__Written instruction__.
Recast the records below as a two-column CSV with the headers "request" and "answer", giving one row per request. Put each request's text and its full answer in their own quoted fields, replace any line breaks with spaces, and leave out the pictures.

Entries taken from a collection:
————————

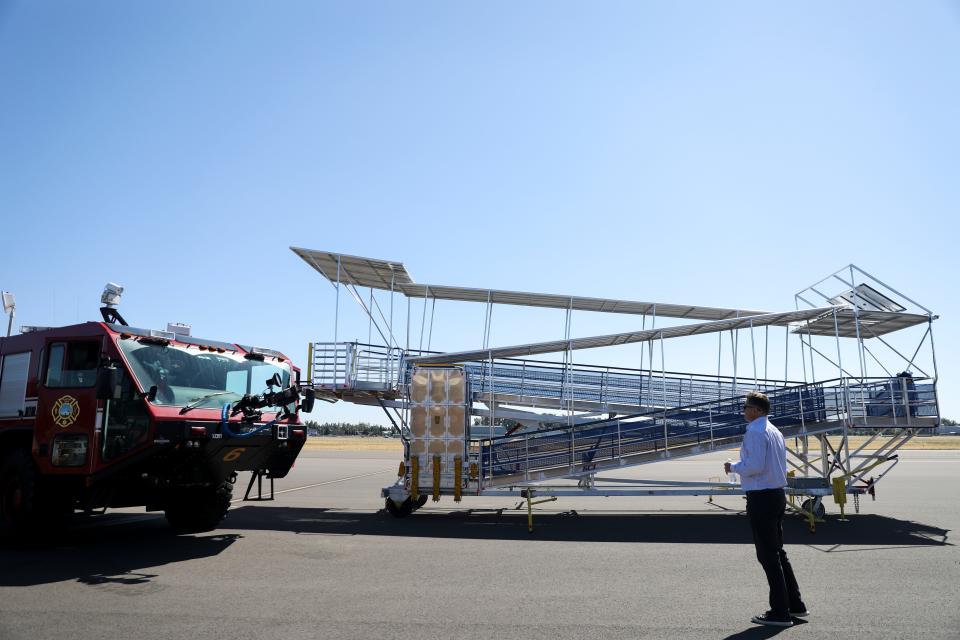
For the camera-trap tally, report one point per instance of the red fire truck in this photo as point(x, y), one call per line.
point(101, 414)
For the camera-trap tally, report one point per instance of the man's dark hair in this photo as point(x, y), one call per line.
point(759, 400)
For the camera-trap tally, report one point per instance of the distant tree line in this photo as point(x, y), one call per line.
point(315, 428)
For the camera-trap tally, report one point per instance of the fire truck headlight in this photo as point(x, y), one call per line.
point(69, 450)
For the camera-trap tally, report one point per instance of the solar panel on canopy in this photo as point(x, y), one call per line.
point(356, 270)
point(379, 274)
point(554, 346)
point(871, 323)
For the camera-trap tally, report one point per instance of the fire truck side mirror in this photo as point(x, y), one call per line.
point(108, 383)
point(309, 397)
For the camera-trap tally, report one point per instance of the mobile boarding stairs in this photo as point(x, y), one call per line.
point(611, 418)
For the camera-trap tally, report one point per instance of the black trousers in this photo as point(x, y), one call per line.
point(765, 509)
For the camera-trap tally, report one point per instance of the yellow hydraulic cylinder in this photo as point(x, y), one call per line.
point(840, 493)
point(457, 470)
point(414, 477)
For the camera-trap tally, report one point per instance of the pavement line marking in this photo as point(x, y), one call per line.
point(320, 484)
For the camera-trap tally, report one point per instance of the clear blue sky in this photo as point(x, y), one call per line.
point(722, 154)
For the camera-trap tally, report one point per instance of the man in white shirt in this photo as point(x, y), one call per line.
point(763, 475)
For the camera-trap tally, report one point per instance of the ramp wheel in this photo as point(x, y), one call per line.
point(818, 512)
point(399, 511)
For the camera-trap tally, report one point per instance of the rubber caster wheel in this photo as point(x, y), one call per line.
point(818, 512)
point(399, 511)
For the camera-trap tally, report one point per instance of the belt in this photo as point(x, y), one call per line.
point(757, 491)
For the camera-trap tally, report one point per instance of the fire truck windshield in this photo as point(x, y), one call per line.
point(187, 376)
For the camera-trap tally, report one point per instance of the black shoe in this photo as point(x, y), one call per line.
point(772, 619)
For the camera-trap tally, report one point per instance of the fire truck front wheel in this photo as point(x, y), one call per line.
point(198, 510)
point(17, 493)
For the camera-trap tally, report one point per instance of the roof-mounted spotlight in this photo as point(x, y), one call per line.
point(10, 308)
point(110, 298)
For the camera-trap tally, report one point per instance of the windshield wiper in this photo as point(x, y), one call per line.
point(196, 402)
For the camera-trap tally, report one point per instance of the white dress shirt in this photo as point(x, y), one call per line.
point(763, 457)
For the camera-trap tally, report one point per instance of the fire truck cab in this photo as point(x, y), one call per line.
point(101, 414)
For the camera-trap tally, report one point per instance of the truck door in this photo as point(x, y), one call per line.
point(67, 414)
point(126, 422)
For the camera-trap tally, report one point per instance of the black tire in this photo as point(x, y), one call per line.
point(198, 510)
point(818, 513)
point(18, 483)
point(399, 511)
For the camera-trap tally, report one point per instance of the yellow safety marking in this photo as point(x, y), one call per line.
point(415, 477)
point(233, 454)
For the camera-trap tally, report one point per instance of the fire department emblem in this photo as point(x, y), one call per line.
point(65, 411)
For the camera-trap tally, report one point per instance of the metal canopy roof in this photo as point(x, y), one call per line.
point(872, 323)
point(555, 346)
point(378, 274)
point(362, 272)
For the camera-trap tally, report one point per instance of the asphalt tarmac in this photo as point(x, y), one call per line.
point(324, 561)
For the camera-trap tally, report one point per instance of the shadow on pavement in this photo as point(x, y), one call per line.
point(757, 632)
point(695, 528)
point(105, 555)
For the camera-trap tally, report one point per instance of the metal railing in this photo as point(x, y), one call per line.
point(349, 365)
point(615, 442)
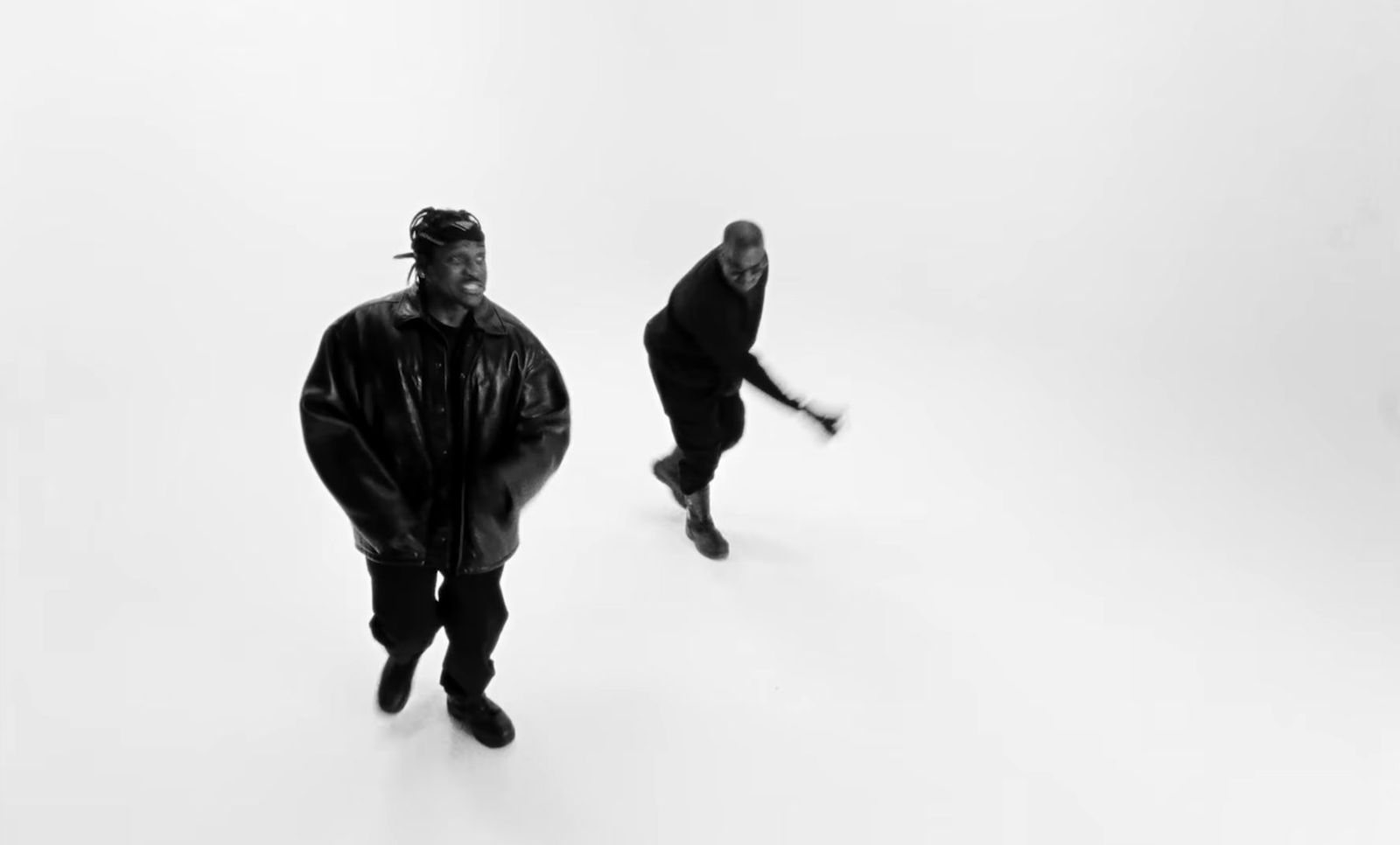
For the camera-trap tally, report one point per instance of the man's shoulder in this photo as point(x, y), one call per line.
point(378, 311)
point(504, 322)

————————

__Output__.
request,answer
"For the camera-trap tally, report one point per instance of the red fire truck in this photo as point(x, y), one call per line.","point(101, 414)"
"For the camera-trap tally, report one point per instance of the man's dark hair in this photo as point(x, y), one call per line.","point(759, 400)"
"For the camera-trap tally, report one point per instance of the distant tree line in this photo as point(x, y), one call per line.","point(315, 428)"
"For the camera-trap tally, report one point per instance of the fire truck headlight in this photo as point(x, y), one call per line.","point(69, 450)"
"For the camera-trap tally, report one point per instance of the solar panel on canopy in this photo as point(x, y), one call per line.","point(356, 270) point(379, 274) point(554, 346) point(871, 323)"
"For the camera-trap tally, report one point per instance of the fire truck side mirror in this photo as point(x, y), one call per line.","point(108, 383) point(309, 397)"
"For the camera-trap tally, report one point per instance of the mobile boarding stairs in this photo as point(x, y), one call per line.","point(611, 418)"
"For the camera-trap tally, report one point per instance of the black trousers in this photo as point(x, y), one call per line.","point(765, 509)"
"For the camera-trap tally, report one point per instance of the yellow hydraulic cylinder in this photo as point(x, y), one call per line.","point(840, 493) point(457, 470) point(414, 477)"
"For the camera-trap tally, report one point per instance of the pavement line marking in this photo as point(x, y), one call per line.","point(320, 484)"
"For the camera-trap tally, report one point per instance of the clear blue sky in this photo as point(x, y), one call per line.","point(722, 154)"
"For the camera-trap tally, report one point per instance of the man in white shirt in this photo as point(x, y), one call per line.","point(763, 475)"
"For the camera-trap tally, report one point per instance of the ramp wheel in this photo as point(x, y), one call per line.","point(818, 512) point(399, 511)"
"For the camera-trap tally, report one point per instance of the rubber caster wheel in this photo as point(x, y), one call per line.","point(818, 512) point(399, 511)"
"For the camera-trap tally, report one point per instance of the belt in this photo as point(x, y), one call per line.","point(757, 491)"
"For the camera-trap tally, report one point per instance of the fire truck windshield in this photo as point(x, y), one call per line.","point(187, 376)"
"For the camera-trap tally, report one point per instance of the black shoe in this photo as point(x, y), one call per line.","point(772, 619)"
"For the camera-trap tally, report one point per instance of the fire truck front wheel in this photo as point(x, y), one call per line.","point(198, 510) point(17, 493)"
"For the camera-trap tally, report one point per instance of the roof-mounted spotlight in this photo as point(x, y), one call per line.","point(10, 308) point(110, 298)"
"For the camera-trap tally, report one point per instance of the windshield wiper in this photo as point(x, y), one call per line.","point(196, 402)"
"For the camera-trap tally, report one point per instance of the white dress shirt in this photo as point(x, y), one call per line.","point(763, 457)"
"For the camera-trap tally, report one point per instance of the fire truck cab in this photo as point(x, y), one call per line.","point(101, 414)"
"For the camera-trap tally, report one point per instance of the truck door in this photo as point(x, y), one call per line.","point(67, 414) point(126, 422)"
"For the camera-trap tally, report one point per instance of the black tire in this photo as point(x, y), one call per line.","point(198, 510) point(818, 513) point(18, 483) point(399, 511)"
"For the camera-trap tally, report one point per instance of the yellow safety marking in this photo as point(x, y), one call per line.","point(415, 477) point(233, 454)"
"For the camera-trap tally, report one point per instance of the fire department emblem in this photo as point(x, y), one call per line.","point(65, 411)"
"For the camera-trap tally, report one point per instance of the metal canopy roof in this photo as point(x, y), one call per line.","point(872, 323) point(555, 346) point(378, 274) point(362, 272)"
"For the camera-trap tally, report one point per instance of the asphalt tarmac in this photo as point(x, y), one call per line.","point(324, 561)"
"For the camera-trap tally, report one point per instance of the shadow on pavement in this photo as point(x, y), one call per line.","point(757, 632) point(695, 528) point(105, 555)"
"For the camera-trap tally, report one point per instance of the metal railing in this photo as point(x, y), one call per line.","point(349, 365) point(615, 442)"
"For the camera-trap tally, report one point per instance of the man's shoulder in this photo as point(x, y), one call per line.","point(378, 311) point(504, 322)"